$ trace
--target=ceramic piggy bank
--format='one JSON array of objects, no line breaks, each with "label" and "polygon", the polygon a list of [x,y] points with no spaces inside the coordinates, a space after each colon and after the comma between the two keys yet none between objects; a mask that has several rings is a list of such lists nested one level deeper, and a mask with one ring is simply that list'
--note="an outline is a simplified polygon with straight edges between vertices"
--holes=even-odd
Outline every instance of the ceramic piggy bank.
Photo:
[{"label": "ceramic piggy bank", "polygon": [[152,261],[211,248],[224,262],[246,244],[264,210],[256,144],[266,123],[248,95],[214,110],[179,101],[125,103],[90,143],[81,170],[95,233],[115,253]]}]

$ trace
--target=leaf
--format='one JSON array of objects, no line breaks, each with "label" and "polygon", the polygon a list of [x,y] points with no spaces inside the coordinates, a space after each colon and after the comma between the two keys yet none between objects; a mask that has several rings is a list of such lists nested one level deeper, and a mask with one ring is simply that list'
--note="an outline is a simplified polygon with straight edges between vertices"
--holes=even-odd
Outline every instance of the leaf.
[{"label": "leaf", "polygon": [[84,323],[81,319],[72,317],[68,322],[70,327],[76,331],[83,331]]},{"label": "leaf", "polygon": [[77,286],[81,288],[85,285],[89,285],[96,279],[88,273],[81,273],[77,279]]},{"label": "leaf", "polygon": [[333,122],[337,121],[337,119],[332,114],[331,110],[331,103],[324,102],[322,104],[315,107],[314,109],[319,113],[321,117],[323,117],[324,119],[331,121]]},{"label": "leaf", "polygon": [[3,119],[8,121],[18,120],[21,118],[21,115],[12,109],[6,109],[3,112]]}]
• • • • •
_STATED TASK_: From the records above, pull out every line that contains the word "instance".

_WORKED ANSWER_:
Outline every instance of the ceramic piggy bank.
Outline every instance of the leaf.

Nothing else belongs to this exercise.